Objective.
Go through the data below and keep only the lines that contain the word "white", copying each one in full.

Provided data.
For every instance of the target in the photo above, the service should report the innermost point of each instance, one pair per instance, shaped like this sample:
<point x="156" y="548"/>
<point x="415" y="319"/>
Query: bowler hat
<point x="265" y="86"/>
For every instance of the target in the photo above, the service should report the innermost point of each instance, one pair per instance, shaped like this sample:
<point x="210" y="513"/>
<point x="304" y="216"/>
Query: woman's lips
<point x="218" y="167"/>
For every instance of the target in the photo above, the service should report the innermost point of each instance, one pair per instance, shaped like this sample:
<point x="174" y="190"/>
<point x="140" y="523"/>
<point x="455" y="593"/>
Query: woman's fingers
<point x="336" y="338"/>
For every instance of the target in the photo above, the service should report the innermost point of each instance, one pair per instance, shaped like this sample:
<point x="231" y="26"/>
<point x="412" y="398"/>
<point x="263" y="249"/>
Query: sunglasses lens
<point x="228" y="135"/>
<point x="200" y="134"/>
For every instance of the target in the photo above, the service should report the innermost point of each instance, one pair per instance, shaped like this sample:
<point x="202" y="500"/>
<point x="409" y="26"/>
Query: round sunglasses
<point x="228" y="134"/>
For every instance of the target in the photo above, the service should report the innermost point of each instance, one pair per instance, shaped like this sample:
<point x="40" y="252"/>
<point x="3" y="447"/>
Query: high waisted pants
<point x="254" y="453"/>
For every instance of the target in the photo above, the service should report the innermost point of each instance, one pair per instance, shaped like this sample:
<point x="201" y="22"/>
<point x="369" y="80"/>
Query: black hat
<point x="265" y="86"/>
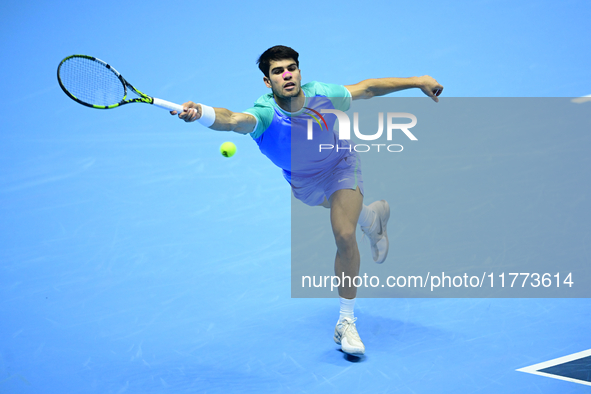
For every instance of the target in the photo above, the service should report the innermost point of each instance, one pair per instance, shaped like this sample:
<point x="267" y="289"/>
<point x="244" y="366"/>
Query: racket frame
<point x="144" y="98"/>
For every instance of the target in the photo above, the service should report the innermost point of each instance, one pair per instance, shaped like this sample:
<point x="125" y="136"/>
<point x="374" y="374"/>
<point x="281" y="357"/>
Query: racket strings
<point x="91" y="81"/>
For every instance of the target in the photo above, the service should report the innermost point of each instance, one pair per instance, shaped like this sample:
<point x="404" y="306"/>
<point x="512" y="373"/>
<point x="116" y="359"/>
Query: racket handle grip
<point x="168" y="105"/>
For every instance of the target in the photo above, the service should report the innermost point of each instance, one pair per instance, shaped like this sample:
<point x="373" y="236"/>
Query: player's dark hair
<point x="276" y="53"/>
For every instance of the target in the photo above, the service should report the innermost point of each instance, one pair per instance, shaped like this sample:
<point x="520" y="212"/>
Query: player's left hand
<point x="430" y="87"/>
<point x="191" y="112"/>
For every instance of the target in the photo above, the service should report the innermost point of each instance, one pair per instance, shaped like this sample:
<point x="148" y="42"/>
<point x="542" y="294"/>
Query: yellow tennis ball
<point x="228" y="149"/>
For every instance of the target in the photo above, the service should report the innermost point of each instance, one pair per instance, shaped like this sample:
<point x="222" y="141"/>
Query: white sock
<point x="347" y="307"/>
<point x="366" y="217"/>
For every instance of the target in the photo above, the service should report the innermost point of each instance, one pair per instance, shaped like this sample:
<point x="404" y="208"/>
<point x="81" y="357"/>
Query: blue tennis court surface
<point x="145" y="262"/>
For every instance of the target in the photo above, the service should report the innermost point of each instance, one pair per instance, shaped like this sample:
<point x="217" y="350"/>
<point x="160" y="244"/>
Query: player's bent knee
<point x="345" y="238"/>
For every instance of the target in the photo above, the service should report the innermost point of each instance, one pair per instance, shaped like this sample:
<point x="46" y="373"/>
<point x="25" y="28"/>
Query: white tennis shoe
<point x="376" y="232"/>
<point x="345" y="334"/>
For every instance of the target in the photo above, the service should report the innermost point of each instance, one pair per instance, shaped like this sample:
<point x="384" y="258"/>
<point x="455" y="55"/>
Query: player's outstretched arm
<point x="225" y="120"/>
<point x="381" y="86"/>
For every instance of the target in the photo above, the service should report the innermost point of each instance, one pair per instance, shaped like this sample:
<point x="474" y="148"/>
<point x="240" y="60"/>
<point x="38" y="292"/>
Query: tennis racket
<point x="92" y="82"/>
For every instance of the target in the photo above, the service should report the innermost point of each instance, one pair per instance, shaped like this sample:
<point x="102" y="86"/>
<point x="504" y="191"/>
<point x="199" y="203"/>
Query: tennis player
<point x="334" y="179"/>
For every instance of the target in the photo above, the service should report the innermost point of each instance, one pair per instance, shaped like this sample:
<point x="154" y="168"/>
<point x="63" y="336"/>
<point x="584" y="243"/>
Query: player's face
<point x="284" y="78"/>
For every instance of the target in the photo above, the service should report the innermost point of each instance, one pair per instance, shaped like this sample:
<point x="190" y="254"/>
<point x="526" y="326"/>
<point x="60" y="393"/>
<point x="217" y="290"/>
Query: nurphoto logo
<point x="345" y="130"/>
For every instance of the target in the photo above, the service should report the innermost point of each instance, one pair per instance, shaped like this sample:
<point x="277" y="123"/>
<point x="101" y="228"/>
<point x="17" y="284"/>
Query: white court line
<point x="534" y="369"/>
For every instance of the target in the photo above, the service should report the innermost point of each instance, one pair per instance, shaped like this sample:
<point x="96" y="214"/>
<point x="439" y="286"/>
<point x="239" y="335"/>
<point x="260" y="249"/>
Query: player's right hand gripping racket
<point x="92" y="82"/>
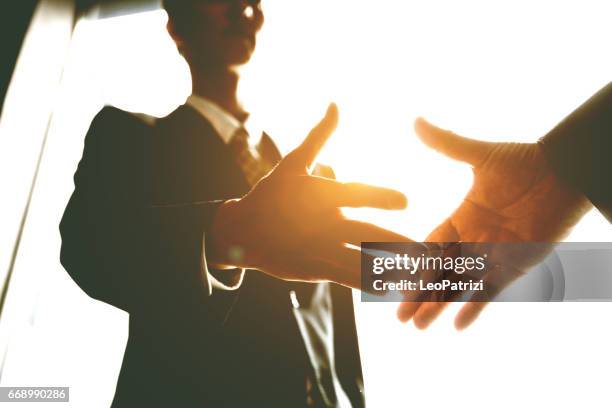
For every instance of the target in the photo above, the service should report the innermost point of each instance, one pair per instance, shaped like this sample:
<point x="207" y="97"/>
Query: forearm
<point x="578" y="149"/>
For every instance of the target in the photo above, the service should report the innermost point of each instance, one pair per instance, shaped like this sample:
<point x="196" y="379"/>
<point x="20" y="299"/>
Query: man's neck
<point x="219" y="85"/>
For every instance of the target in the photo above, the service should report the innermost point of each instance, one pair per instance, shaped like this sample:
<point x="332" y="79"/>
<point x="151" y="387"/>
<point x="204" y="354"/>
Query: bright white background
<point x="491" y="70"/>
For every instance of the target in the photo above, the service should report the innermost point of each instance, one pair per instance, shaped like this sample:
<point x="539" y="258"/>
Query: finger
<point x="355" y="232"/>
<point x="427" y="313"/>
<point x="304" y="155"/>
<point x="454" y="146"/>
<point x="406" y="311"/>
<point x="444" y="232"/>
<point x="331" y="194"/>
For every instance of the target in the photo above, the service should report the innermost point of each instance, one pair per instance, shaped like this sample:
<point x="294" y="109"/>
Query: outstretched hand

Right answer.
Query: white sock
Query: white tennis shoe
Query: white court line
Query: bright white background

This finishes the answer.